Exercise requirements
- 1) Please output the section of the Luggage Store text starting at "Two years later, that" and ending at "deal of renovation.", word for word.
- 2) Answer these questions from the Luggage Store text:
(a) In what year did the 509 Club become the first art and community center?
(b) At what address did Laurie Lazer spot the "for rent" sign?
(c) What is Joshua Simon's title at NCCLF?

(Provided passage Opens)

The Luggage Store
Darryl Smith was nine years old the first time his father drove him through the Tenderloin, but even then he knew someday it would be his home. He was fascinated by the mixture of cultures, and the sights and sounds; he felt a vibrancy and energy he had never experienced before. After attending both City College and the Art Institute in San Francisco in the 1970s, Darryl turned his focus toward art and its transformational possibilities within communities. He devised a plan that would provide a space for local artists to gather and show their work, and in the process rehabilitate economically challenged neighborhoods. “The Tenderloin had been neglected for so long, there was nothing there for the community except bars, including the notorious 509 Club, which became our first art and community center in 1987,” says Darryl. The bar became the 509 Cultural Center, a nonprofit arts and community space.
Two years later, that building was damaged in the Loma Prieta earthquake, and the Center was forced to move. Laurie Lazer, Darryl’s partner, spotted the “for rent” sign at 1007 Market Street, and eventually this location – a former luggage store – became known as the Luggage Store Gallery. In 1999 Darryl and Laura bought the building in partnership with other interested community investors. Although it offered three times the amount of space – including a downstairs rental unit – it needed a great deal of renovation.
In 2007, the Luggage Store lost their long-time tenant, and was using up reserves to stay afloat. At this time NCCLF was retained by the San Francisco Arts Commission and San Francisco Grants for the Arts to provide financial advice and assistance to arts organizations in the Mid-Market area. “Community arts organizations are incredibly important as a vehicle to bridge the barriers of race and class in low-income areas,” says Joshua Simon, Director of Consulting and Grants at NCCLF. “We saw the importance of the Luggage Store in the Tenderloin and knew we had to help.”

(Provided passage Closes)
(Material shown Opens)

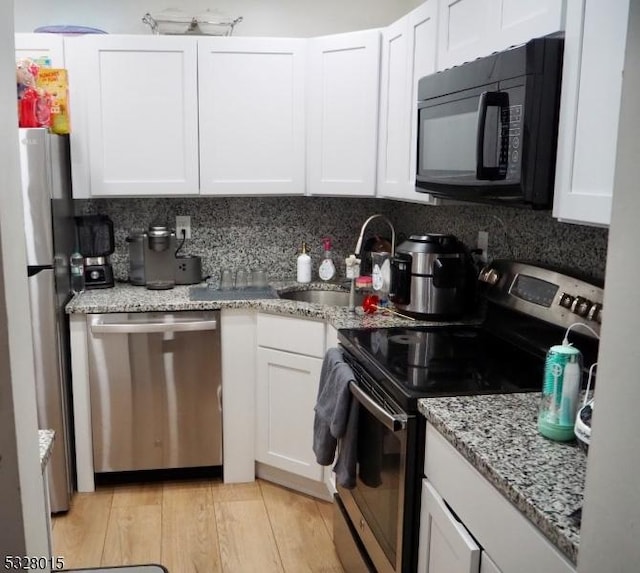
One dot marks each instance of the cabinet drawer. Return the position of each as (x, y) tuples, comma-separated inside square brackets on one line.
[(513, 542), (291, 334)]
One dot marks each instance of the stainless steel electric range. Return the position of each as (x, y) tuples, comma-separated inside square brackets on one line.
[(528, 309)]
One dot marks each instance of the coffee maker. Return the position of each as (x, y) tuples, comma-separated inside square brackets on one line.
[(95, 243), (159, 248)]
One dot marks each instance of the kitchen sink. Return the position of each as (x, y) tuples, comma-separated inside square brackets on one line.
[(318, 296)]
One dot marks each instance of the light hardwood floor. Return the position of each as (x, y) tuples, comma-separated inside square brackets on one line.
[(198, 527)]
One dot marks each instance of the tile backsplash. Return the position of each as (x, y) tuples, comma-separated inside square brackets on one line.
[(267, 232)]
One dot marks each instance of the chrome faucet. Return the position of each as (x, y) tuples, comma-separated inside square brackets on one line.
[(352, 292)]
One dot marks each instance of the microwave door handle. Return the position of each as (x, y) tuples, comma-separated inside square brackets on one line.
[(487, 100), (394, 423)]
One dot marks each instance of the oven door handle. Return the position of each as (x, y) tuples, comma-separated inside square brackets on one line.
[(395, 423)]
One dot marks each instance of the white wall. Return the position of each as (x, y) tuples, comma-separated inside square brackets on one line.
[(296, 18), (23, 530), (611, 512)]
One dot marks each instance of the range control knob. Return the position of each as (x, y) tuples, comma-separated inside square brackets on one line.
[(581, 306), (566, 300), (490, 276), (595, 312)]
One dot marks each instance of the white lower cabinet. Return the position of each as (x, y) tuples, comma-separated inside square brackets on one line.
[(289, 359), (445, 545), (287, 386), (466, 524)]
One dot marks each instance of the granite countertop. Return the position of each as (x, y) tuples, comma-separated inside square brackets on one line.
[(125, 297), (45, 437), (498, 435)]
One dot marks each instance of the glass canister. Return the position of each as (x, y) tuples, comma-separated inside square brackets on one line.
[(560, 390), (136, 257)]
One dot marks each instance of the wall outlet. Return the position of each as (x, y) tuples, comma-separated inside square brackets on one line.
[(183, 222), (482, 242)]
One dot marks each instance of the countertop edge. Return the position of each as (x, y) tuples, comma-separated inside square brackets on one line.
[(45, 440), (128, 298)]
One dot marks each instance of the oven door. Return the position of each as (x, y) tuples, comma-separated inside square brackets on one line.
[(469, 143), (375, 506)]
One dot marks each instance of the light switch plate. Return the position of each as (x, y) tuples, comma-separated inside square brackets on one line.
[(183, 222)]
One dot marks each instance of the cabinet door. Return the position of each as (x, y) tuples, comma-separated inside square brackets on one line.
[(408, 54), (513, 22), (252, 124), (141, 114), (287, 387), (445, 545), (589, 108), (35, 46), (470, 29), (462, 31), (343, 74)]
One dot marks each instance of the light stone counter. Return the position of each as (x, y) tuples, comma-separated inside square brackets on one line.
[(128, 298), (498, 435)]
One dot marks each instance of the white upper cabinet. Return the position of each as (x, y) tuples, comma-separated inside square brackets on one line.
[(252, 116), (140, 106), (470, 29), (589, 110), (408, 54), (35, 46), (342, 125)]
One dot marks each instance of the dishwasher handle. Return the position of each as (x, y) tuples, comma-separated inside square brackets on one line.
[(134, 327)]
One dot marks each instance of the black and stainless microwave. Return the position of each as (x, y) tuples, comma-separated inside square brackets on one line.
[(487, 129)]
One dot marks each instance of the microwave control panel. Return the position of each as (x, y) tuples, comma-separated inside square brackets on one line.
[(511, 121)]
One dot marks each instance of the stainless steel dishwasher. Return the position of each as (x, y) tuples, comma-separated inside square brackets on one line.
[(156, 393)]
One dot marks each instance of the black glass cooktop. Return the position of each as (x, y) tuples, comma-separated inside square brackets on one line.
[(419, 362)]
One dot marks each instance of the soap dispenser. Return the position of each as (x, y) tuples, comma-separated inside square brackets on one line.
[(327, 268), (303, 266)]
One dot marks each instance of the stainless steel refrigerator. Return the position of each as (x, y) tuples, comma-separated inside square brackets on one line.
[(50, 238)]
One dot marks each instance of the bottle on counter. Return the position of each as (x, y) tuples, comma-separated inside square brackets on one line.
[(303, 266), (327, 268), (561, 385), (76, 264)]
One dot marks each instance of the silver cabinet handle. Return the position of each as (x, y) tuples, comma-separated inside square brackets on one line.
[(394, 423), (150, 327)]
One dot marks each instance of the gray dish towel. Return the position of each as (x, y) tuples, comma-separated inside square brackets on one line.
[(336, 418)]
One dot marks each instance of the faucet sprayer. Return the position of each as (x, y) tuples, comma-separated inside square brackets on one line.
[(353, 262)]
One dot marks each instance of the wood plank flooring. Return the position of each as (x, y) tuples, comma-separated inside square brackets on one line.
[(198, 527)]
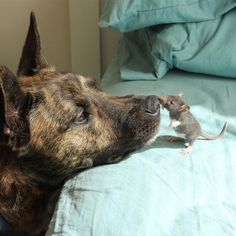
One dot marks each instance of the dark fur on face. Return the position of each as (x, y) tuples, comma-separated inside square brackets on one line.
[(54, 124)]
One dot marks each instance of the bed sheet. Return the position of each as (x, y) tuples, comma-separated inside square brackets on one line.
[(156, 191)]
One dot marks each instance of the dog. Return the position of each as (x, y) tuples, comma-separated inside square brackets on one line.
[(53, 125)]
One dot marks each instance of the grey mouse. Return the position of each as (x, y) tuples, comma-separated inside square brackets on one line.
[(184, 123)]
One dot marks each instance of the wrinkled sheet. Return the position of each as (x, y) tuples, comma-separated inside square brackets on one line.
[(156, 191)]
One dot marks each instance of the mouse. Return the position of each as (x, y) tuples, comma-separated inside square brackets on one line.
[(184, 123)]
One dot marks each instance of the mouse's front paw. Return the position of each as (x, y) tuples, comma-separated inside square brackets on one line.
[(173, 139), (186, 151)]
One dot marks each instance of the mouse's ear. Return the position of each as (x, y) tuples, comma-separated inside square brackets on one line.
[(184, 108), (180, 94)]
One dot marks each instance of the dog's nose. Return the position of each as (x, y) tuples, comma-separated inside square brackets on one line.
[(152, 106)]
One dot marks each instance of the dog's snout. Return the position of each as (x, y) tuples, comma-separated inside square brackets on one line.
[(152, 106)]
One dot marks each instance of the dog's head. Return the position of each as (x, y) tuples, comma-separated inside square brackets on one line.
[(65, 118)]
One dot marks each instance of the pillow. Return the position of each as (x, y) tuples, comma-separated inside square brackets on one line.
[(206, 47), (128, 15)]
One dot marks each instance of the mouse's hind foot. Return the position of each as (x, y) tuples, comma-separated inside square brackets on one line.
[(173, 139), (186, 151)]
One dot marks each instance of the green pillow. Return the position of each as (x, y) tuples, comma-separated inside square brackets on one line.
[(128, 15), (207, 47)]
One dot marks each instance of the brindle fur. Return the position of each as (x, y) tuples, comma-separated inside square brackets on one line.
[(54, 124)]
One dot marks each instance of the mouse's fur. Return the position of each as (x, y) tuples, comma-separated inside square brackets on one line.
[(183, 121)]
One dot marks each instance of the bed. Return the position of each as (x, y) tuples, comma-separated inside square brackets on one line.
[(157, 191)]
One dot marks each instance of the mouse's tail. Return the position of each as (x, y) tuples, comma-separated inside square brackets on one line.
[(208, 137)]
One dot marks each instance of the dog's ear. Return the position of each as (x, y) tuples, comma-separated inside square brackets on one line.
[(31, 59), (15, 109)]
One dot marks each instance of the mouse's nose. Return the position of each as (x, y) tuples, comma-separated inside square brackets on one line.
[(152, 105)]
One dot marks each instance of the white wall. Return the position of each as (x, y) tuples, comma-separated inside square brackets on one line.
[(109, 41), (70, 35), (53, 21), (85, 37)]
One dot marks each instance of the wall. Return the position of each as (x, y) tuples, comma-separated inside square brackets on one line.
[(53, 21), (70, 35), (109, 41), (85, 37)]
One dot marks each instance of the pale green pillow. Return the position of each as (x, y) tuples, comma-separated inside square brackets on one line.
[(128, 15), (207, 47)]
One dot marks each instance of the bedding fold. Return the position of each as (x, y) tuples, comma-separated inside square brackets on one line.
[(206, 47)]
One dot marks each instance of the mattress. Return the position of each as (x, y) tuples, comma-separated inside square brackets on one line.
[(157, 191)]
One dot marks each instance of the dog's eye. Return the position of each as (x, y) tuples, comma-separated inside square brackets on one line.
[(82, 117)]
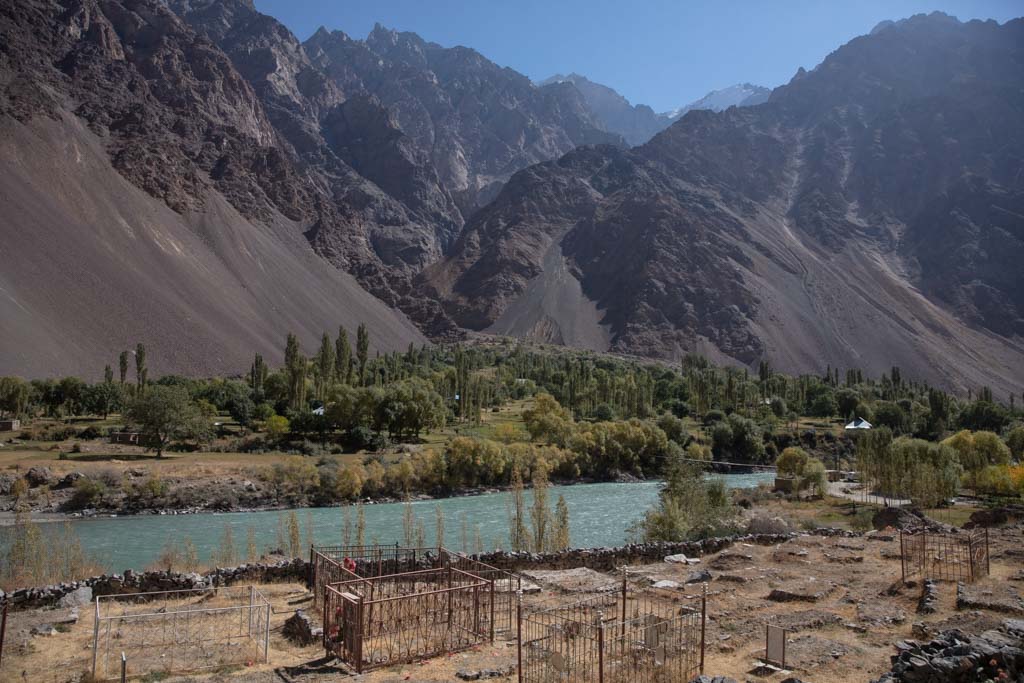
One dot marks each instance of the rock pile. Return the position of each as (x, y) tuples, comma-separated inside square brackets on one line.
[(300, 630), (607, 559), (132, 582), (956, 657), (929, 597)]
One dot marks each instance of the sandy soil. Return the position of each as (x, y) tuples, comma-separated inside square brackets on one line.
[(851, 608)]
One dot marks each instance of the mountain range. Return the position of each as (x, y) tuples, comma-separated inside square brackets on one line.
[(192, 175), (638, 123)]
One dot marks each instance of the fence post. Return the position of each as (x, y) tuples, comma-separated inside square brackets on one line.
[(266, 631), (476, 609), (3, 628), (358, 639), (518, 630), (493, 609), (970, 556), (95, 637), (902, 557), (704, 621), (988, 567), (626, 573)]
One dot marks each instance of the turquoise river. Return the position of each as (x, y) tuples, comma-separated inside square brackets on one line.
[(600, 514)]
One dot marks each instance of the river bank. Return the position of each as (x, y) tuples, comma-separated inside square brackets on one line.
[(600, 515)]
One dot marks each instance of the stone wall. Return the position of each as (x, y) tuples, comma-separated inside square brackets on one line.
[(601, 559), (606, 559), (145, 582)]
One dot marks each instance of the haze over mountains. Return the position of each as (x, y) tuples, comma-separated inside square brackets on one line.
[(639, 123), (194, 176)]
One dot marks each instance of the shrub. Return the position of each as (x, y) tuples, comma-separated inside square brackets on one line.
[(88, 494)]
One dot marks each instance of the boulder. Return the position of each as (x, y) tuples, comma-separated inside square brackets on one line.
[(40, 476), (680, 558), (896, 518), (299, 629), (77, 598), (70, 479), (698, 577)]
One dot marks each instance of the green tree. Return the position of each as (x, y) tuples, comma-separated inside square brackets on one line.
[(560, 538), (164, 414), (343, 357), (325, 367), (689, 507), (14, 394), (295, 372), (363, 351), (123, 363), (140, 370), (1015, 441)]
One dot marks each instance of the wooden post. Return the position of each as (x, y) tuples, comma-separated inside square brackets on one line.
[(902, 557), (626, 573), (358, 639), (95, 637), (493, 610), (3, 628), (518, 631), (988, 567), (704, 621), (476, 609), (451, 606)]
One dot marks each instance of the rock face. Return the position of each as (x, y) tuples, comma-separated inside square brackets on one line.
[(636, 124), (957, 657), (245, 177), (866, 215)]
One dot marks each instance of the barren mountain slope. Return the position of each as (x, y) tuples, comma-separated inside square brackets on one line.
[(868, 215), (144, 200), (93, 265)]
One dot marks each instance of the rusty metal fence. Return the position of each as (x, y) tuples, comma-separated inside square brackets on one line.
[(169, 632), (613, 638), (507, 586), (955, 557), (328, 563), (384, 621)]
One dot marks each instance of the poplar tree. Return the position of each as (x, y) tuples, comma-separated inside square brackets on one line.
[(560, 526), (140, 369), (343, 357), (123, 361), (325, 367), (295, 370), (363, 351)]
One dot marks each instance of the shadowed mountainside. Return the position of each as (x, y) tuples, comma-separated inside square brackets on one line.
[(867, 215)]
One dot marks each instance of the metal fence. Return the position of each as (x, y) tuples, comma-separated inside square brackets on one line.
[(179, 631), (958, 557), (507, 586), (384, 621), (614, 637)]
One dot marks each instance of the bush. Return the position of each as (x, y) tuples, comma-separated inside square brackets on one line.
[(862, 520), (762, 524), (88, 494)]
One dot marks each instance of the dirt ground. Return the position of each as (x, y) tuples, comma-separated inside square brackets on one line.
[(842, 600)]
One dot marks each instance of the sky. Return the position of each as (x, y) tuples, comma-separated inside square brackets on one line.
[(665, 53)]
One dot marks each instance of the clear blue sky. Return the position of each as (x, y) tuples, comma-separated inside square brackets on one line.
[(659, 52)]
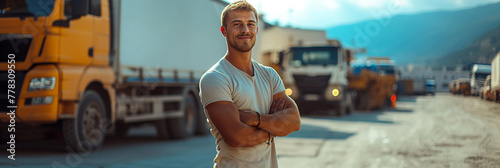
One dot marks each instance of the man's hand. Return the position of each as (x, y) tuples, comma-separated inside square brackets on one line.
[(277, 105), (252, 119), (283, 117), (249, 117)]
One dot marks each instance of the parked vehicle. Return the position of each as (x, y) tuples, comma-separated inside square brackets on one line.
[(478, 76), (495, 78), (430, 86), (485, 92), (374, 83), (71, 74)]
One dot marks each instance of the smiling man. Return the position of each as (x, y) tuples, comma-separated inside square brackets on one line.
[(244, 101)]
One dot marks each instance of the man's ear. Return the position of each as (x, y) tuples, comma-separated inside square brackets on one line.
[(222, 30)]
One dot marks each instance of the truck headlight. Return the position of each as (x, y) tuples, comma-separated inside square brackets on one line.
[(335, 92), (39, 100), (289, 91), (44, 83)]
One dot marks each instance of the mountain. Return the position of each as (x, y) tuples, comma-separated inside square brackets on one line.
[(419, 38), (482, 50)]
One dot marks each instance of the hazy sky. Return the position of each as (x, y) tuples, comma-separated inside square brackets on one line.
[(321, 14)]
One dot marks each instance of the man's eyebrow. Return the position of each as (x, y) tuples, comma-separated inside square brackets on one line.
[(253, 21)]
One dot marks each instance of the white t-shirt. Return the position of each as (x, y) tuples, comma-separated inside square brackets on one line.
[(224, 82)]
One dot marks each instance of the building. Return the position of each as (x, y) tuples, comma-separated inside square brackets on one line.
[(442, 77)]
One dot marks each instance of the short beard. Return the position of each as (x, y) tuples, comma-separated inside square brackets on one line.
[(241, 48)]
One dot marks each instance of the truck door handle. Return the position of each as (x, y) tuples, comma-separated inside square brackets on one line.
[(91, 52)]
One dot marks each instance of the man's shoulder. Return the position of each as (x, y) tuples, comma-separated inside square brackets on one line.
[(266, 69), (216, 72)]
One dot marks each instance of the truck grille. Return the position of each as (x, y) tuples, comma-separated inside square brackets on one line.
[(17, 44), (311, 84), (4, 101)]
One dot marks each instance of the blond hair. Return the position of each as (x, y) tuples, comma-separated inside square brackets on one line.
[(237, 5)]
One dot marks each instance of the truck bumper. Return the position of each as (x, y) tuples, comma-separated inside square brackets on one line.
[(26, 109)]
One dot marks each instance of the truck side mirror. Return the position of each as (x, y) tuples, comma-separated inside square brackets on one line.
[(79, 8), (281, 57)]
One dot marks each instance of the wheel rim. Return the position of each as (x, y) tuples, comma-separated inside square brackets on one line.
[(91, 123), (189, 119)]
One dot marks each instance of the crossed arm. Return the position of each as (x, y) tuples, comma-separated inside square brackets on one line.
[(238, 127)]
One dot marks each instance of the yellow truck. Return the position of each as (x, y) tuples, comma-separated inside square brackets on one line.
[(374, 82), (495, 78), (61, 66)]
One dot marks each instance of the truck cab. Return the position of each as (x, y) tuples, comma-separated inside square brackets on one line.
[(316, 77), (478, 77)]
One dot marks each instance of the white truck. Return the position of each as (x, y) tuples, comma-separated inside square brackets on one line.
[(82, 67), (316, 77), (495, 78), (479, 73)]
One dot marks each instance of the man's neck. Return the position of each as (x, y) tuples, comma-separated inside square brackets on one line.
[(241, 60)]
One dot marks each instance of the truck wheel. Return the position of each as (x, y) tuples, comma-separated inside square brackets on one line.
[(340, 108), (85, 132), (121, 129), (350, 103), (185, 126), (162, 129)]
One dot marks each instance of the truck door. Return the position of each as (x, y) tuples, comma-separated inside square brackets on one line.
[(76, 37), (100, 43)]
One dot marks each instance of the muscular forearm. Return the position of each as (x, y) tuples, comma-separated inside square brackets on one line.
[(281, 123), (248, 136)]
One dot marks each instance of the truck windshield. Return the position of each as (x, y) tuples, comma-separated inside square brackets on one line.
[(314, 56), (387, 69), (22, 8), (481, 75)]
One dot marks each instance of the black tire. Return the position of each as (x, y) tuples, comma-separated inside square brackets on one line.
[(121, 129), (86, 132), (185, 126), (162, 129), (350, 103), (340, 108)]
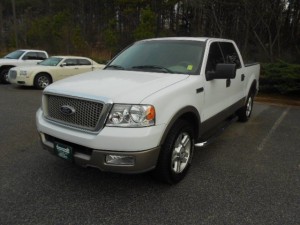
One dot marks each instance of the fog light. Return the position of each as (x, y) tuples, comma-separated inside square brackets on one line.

(Material shown Closes)

Results for the exercise
- 1)
Two years later, that building was damaged in the Loma Prieta earthquake, and the Center was forced to move. Laurie Lazer, Darryl’s partner, spotted the “for rent” sign at 1007 Market Street, and eventually this location – a former luggage store – became known as the Luggage Store Gallery. In 1999 Darryl and Laura bought the building in partnership with other interested community investors. Although it offered three times the amount of space – including a downstairs rental unit – it needed a great deal of renovation.

- 2)
(a) 1987
(b) 1007 Market Street
(c) Director of Consulting and Grants